▶ Passage provided:
It doesn't make sense to talk about zero-sum economics because economics is always a positive sum arrangement of work and specializations. The number of workers is the main limiting factor in any productive economy, every other measure is essentially an approximate proxy of that.

The financial sector on the other hand is indeed a zero-sum system. If someone is making money then someone else must be losing it because there is a finite supply of dollars in the economy at any given moment so if the supply is fixed then the monetary economy is a zero-sum game.

All of this is derivable from first principles but for some reason most people are constantly parroting some nonsense about wealth and zero-sums.


Even finance isn’t zero sum. The money supply is literally something that is managed. When you take a loan, the bank has created money, since the deposits are still on the books. When you buy insurance, you are getting security, insurance company is getting a premium, and you are both happy.

When you take a loan and start a business, the bank makes money on the interest, and you (hopefully) make money because your business is providing more value than it was. You bought a new machine and make widgets 10x faster, etc.

Also, people confuse money and wealth. One is bandwidth, the other is data. You use bandwidth to transfer data, which is what you care about, and its possibility for creation is basically limitless.


You probably should spend some more time thinking about how that all fits together because saying that the bank creates money from interest rates means that the central bank sets the rate according to what economic growth they're expecting. If the rate is decoupled then it stops tracking real economic productivity as I've defined it. The obvious logical conclusion is that raising rates will lead to a recession because economic productivity has been stagnant for some time now. So if the rate is above actual economic productivity then that will reduce the total money supply and this seems to be their main goal. There is no way to reduce inflation without destroying money.


> There is no way to reduce inflation without destroying money.

Of course there is. When inflation is caused by supply restrictions, increasing supply will reduce the rate of inflation. Inflation is about prices, it's not about the money supply per se.

You've been making some weird personal attacks and telling people they need to "spend some more time thinking" and you should really stop doing that.


Telling people to think is only a personal attack if they prefer not to.


> If someone is making money then someone else must be losing it because there is a finite supply of dollars in the economy at any given moment so if the supply is fixed then the monetary economy is a zero-sum game.

That is simply untrue. The money supply is not fixed.


In a sense it is if it's tied to value, you can print trillions of empty dollars but the ratio will be the same if there will be no growth behind it, now instead of 1$ you will pay 10$ for something, so maybe amount is not fixed but representation or ratio or how you want to call it seems to be.

▶ Information given:

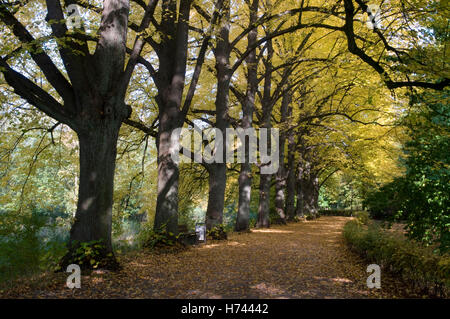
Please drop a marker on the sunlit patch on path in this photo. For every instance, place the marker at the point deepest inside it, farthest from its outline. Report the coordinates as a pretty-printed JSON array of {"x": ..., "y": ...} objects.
[{"x": 300, "y": 260}]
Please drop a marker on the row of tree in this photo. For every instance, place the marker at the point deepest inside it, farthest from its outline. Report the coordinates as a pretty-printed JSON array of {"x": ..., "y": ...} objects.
[{"x": 309, "y": 68}]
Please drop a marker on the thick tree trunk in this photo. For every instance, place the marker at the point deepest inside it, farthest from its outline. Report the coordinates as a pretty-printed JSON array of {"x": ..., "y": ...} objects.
[
  {"x": 264, "y": 202},
  {"x": 266, "y": 121},
  {"x": 166, "y": 217},
  {"x": 170, "y": 77},
  {"x": 280, "y": 178},
  {"x": 216, "y": 199},
  {"x": 299, "y": 211},
  {"x": 290, "y": 183},
  {"x": 218, "y": 171},
  {"x": 245, "y": 176},
  {"x": 93, "y": 218},
  {"x": 245, "y": 188},
  {"x": 309, "y": 191}
]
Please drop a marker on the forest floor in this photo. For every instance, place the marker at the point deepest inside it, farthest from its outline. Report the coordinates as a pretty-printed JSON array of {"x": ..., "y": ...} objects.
[{"x": 301, "y": 260}]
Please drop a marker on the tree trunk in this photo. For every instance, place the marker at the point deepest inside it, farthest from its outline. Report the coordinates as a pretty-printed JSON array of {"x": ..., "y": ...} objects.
[
  {"x": 245, "y": 176},
  {"x": 93, "y": 218},
  {"x": 245, "y": 188},
  {"x": 216, "y": 198},
  {"x": 166, "y": 217},
  {"x": 290, "y": 183},
  {"x": 280, "y": 178},
  {"x": 217, "y": 171},
  {"x": 264, "y": 206}
]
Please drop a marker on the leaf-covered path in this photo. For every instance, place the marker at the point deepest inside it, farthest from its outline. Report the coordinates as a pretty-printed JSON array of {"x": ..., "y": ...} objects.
[{"x": 300, "y": 260}]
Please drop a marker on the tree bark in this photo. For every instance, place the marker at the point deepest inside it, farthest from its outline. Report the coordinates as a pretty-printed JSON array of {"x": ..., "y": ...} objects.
[
  {"x": 245, "y": 176},
  {"x": 216, "y": 198},
  {"x": 217, "y": 171},
  {"x": 290, "y": 180},
  {"x": 280, "y": 178},
  {"x": 93, "y": 218},
  {"x": 170, "y": 80}
]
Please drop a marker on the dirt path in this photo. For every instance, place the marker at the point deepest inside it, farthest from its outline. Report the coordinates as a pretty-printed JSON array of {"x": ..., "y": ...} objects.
[{"x": 302, "y": 260}]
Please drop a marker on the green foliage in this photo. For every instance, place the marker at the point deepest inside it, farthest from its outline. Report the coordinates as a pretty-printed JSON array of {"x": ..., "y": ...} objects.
[
  {"x": 362, "y": 217},
  {"x": 90, "y": 254},
  {"x": 23, "y": 248},
  {"x": 422, "y": 196},
  {"x": 150, "y": 238},
  {"x": 336, "y": 212},
  {"x": 218, "y": 232},
  {"x": 416, "y": 264}
]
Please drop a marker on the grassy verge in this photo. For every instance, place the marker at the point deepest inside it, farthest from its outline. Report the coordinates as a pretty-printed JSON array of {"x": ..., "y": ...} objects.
[{"x": 427, "y": 272}]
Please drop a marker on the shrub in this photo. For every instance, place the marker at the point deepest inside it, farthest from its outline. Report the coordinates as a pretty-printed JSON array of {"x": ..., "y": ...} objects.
[
  {"x": 336, "y": 212},
  {"x": 28, "y": 244},
  {"x": 362, "y": 217},
  {"x": 425, "y": 270}
]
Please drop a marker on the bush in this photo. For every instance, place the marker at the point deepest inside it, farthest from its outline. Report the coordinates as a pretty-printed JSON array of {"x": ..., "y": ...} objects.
[
  {"x": 336, "y": 212},
  {"x": 28, "y": 244},
  {"x": 362, "y": 217},
  {"x": 418, "y": 265}
]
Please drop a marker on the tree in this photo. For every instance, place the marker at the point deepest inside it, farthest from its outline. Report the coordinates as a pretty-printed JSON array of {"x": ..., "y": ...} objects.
[{"x": 90, "y": 103}]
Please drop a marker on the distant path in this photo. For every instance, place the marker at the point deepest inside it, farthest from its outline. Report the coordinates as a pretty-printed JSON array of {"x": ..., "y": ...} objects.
[{"x": 301, "y": 260}]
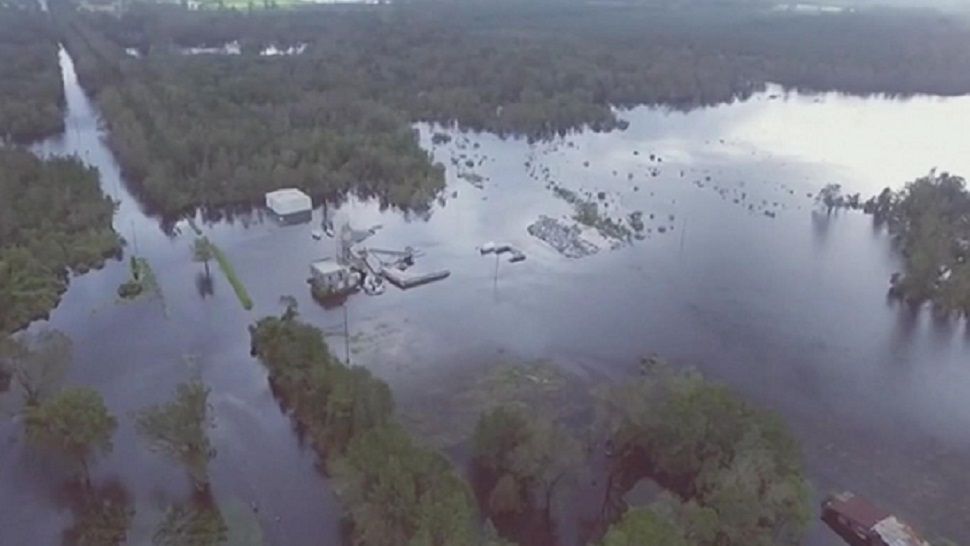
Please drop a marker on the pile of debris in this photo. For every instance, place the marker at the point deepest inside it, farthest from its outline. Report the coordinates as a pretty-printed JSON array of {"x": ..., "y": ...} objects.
[{"x": 565, "y": 238}]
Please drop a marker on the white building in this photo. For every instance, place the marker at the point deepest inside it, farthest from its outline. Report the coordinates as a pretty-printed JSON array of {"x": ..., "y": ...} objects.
[
  {"x": 330, "y": 277},
  {"x": 290, "y": 205}
]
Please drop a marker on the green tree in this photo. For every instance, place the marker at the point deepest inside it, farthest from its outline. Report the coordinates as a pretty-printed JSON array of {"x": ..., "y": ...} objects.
[
  {"x": 527, "y": 454},
  {"x": 179, "y": 430},
  {"x": 202, "y": 252},
  {"x": 75, "y": 423},
  {"x": 196, "y": 523},
  {"x": 643, "y": 527},
  {"x": 735, "y": 465},
  {"x": 830, "y": 197},
  {"x": 397, "y": 493}
]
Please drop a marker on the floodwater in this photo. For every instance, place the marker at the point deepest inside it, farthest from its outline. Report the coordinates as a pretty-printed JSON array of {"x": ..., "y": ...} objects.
[{"x": 788, "y": 307}]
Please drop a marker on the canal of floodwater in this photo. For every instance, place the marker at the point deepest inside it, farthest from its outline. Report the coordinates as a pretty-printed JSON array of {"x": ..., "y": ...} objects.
[{"x": 747, "y": 283}]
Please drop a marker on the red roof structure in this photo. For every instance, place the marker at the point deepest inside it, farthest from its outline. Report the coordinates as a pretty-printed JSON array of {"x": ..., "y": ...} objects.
[{"x": 857, "y": 509}]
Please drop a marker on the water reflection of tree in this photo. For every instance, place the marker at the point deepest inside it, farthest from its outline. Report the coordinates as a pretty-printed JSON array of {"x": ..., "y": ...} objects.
[
  {"x": 102, "y": 514},
  {"x": 197, "y": 522}
]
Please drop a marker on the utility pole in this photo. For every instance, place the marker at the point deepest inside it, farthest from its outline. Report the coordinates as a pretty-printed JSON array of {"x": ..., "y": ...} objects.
[{"x": 346, "y": 336}]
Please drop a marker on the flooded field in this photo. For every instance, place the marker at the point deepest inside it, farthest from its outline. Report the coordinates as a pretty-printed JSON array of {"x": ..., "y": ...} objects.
[{"x": 735, "y": 274}]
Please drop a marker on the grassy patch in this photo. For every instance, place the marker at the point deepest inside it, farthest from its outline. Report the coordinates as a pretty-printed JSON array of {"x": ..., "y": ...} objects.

▶ Task to carry out: In the discussion of zero-sum economics, what is named as the main limiting factor in any productive economy?

▶ Written response: The number of workers.